Goal of the exercise :: Give the records back in full, exactly as they read.

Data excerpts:
>>>
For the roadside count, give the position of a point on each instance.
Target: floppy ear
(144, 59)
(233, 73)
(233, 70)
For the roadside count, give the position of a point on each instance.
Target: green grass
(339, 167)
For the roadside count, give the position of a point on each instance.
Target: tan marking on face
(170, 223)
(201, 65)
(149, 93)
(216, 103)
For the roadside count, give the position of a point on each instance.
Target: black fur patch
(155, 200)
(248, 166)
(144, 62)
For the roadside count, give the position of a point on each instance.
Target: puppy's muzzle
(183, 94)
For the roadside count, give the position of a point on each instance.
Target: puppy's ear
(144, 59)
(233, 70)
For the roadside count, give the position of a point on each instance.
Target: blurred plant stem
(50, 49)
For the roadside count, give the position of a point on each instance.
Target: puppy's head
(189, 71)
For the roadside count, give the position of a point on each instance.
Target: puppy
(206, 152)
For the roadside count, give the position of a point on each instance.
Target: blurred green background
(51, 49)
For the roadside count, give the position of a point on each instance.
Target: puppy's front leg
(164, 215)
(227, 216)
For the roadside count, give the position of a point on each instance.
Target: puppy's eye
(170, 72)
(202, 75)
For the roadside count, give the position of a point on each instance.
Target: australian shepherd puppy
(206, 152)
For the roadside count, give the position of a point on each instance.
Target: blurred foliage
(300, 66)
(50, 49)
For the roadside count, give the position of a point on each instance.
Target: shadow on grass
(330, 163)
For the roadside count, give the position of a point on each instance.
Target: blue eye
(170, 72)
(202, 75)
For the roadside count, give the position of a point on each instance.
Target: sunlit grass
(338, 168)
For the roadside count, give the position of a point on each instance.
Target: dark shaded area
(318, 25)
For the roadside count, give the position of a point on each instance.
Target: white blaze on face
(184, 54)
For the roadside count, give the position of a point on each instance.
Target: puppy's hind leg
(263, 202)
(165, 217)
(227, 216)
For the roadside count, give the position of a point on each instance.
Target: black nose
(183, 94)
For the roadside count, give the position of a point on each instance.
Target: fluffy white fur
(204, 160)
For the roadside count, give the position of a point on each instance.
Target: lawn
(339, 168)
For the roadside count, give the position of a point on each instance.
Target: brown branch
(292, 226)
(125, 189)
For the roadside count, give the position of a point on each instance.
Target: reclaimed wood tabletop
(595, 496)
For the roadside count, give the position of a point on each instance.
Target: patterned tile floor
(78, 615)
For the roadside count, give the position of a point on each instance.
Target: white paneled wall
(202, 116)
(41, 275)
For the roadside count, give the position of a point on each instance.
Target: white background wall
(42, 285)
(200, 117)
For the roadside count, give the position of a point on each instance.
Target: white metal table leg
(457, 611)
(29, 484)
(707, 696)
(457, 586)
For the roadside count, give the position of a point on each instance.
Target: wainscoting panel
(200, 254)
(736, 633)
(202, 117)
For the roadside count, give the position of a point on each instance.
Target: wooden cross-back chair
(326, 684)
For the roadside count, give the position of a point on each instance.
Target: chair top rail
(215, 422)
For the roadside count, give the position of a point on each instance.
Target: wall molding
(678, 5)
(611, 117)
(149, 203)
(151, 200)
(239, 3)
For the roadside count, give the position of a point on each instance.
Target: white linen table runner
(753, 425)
<<<
Response ::
For the roadside count, give the position of a point on each instance.
Target: floppy ear
(144, 59)
(233, 73)
(233, 70)
For the roadside count, give the position of a point on each instance.
Target: green grass
(339, 167)
For the roadside count, give the position of a point on each instance.
Target: tan marking on face
(170, 223)
(201, 65)
(149, 93)
(216, 103)
For the roadside count, give the position of a point on each instance.
Target: black fur patch
(155, 200)
(248, 166)
(144, 62)
For the roadside count, give the position of a point on each instance.
Target: puppy's muzzle
(183, 94)
For the roadside count, give the position of a point on each instance.
Target: puppy's ear
(144, 59)
(233, 70)
For the roadside count, give the position of a point on each instance.
Target: blurred plant stem
(50, 49)
For the roadside count, give the position of a point on each instance.
Target: puppy's head
(189, 71)
For the roadside count, give the position of a point on each instance.
Target: puppy
(206, 152)
For the roadside count, give the position of a point on each instance.
Target: blurred green background
(51, 49)
For the roadside count, give the position of a point on each instance.
Target: puppy's front leg
(164, 215)
(227, 216)
For the roadside count, give the position of a point on each instance.
Target: puppy's eye
(170, 72)
(202, 75)
For the roadside count, give the position of a point on each instance.
Target: australian shepherd puppy
(206, 152)
For the roadside count, give the position of a point on each instance.
Target: blurred foliage
(300, 66)
(50, 49)
For the roadside count, give the position of a point on each instance.
Target: shadow on grass
(330, 163)
For the roadside count, give the position of a point on each instance.
Target: blue eye
(170, 72)
(202, 75)
For the roadside count, give the position of a point on each instance.
Target: sunlit grass
(338, 168)
For the roadside count, give the position of a point on each instance.
Target: dark shaded area
(318, 25)
For the roadside count, give the position of a point on each instance.
Target: white blaze on face
(184, 54)
For the roadside count, give the position of a point on each instance.
Target: puppy's hind leg
(263, 202)
(165, 217)
(227, 216)
For the roadside count, give the position of a point on each instance.
Target: black nose
(183, 94)
For the roadside count, give the position of a point on each instance.
Target: fluffy white fur
(204, 160)
For the roadside count, give the position of a point on each instance.
Target: lawn
(339, 168)
For the roadside count, give the position of a point on each instance.
Target: brown branch
(292, 226)
(125, 189)
For the roadside count, give the position of a point on each instance.
Target: reclaimed wood tabletop
(595, 496)
For the roadside count, give the position of a point on each instance.
Target: patterned tile floor
(78, 615)
For the roadside count, give the position of a point on each instance.
Target: white paneled wall
(202, 116)
(41, 275)
For the roadside count, give the position of a point on each instance.
Target: white background wall
(42, 285)
(200, 117)
For the roadside count, give the position of a point on each instance.
Target: white metal table leg
(457, 611)
(29, 484)
(707, 696)
(457, 586)
For the roadside count, give the position of a point on each instance.
Target: wainscoting panel
(200, 254)
(736, 633)
(202, 117)
For the roadside count, give the position of a point on each instance.
Target: wooden cross-back chair
(326, 684)
For the roadside count, give the position of a point on each instance.
Target: chair top rail
(215, 422)
For the roadside count, give the position of a point on each instance.
Target: wall molding
(678, 5)
(611, 117)
(149, 203)
(151, 200)
(239, 3)
For the roadside count, give the position of a point on each instance.
Target: white linen table runner
(753, 425)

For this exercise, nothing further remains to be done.